Source extract —

Myth 4. Busted: Offshoring is a career-killer.
Opportunity lies in offshoring for employees of a company transitioning to a distributed model. The reality is, no iOS developer will retire an iOS developer. They will go on to become solutions architects, product owners, IT directors or CTOs.
For United States-based teams, it represents a chance to advance, lead and expand beyond just a technical skillset. The best distributed teams are organized by progress toward given features with managers directing them from the host company. For former developers, remote project work offers the opportunity to advance into that manager or product owner role.
Myth 5. Busted: You can make distributed Agile software development work from any low-cost geography.
Wrong on all counts. Choosing the location of your distributed team is often one of the best predictors of long-term success and sustainability. Depending on the location of the host team, it’s more difficult to maintain a few hours of overlap than others. Our Bulgarian office, for example, works 12-8PM. That way project teams have four hours of overlap to meet and collaborate. In our new Swedish location, officing in the Astrazeneca BioVentureHub, we will have 6 hours of overlap with the Bulgarian team sans any work time adjustments. The Swedish team will interact with our development team from 11 AM to 5 PM Swedish time (or noon to 6 PM Bulgarian time).
Myth 6. Busted: The cultural gaps are simply too broad to overcome when leading virtual teams.
This myth seems increasingly antiquated in today’s connected world where new partnerships grow through LinkedIn, Twitter, Quora and Slack overcoming national and cultural differences everyday. Though, being able to find commonalities with your new team is important. If you’re working for a US-based organization with a predominantly Western mindset, choosing a European location to source your remote team likely requires less cross-cultural education than other talent hubs like India or China. Either are viable from a cultural standpoint.
Myth 7. Busted: You should expect your remote team to work when you do, even if it means they work at night.

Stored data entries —

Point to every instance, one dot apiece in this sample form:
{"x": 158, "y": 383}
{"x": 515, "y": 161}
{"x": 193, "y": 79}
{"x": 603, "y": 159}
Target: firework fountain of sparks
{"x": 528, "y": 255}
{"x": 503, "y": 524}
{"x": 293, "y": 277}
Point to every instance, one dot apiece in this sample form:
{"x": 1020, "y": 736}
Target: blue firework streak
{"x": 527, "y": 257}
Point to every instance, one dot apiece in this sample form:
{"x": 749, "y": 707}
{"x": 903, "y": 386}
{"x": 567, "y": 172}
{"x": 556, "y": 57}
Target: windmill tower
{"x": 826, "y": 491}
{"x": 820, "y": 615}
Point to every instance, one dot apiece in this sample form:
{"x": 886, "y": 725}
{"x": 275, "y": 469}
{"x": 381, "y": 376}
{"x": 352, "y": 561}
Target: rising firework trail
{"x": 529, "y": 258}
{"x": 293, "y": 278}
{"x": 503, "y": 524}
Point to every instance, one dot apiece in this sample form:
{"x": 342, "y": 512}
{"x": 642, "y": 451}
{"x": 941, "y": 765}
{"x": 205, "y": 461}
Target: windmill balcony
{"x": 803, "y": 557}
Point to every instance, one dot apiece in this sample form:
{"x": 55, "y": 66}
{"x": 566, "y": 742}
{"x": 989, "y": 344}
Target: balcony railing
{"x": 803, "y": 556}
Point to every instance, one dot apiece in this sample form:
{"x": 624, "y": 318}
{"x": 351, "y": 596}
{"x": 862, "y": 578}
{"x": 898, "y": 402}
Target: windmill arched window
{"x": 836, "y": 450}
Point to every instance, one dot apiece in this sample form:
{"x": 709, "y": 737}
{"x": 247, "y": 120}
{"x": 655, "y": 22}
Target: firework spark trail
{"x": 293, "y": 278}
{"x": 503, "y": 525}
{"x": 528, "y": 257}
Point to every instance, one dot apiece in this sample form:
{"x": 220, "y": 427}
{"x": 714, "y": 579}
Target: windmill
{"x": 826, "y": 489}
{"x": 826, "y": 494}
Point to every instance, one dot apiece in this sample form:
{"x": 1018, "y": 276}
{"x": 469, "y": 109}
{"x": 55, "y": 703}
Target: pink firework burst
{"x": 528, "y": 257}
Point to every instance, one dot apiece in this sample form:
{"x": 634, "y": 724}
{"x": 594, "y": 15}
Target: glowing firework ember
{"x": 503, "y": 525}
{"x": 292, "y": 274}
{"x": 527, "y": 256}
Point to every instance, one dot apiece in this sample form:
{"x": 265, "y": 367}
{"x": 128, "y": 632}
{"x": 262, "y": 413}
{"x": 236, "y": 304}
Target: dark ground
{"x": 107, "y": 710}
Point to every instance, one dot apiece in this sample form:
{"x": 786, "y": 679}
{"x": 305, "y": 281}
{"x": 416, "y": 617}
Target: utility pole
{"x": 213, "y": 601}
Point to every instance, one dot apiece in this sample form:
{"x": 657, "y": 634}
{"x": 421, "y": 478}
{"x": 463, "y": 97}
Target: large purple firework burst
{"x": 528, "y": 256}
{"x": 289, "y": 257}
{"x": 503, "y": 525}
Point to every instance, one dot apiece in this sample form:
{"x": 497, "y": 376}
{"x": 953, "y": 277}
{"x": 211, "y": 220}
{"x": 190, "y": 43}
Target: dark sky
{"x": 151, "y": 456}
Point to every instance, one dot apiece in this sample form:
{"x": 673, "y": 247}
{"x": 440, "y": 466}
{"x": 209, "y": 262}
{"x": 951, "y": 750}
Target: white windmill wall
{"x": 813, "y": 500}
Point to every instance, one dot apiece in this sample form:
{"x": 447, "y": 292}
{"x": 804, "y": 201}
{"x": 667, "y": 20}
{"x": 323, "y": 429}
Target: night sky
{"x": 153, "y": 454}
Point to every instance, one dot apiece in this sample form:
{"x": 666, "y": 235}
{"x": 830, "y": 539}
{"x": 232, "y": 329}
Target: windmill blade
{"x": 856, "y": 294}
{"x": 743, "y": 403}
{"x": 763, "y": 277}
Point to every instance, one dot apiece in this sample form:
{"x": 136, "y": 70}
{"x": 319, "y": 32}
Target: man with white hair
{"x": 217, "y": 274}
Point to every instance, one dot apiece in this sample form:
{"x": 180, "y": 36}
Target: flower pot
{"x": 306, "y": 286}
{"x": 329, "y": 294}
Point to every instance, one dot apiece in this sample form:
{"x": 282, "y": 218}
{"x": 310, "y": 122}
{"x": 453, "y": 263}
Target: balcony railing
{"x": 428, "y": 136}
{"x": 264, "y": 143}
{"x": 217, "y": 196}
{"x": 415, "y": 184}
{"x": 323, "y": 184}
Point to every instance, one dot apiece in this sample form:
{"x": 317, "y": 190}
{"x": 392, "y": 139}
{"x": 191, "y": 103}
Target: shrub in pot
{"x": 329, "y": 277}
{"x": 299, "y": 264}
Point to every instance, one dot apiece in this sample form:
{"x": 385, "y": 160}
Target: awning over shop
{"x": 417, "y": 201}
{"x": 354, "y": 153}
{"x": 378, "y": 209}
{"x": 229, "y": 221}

Exercise set —
a – In the text on offshoring myths, what hours does the Bulgarian office work?
b – Extend the text on offshoring myths, picking up after its last line.

Outputs for the tasks —
a – The Bulgarian office works 12-8PM.

b –
Organizations are powered by their people. They are only as strong and consistent as their talent is. Burning out your remote team won’t accomplish any of these objectives and may jeopardize your value proposition. There’s no reason to think this talent pool would want to live a lifestyle any less sustainable than members of the host organization. Instead, look to source remote team members from geographies that require the least shift to maintain cohesion and work/life balance.
For example, staff in our BG office work through the rush-hour traffic and can still accommodate a late dinner with family.
Myth 8. Busted: Cost is the only reason to offshore development.
Cost is certainly one of the primary drivers to offshore development, but it’s certainly not the only reason. Finding the right talent is another. Combination onshore/offsource models offer companies the highest holistic value enabling them to maximize value and expertise via a remote satellite team/office while still having the convenience to meet stateside. The right partner will work with you to make this model successful and sustainable.
Companies may also choose to pursue leading virtual teams to expand their operational reach, maximize productivity and reduce delivery times.
Competition for consumer attention is global. To meet demand, businesses must engage the best resources anywhere in the world to meet expectations and protect (or grow) their market share.
Not location, but rather value and the adherence to rigorous discipline (not overly process-heavy or light, just right or “lagom” as we’d say in Sweden) is the determinant of successful technology development leading virtual teams.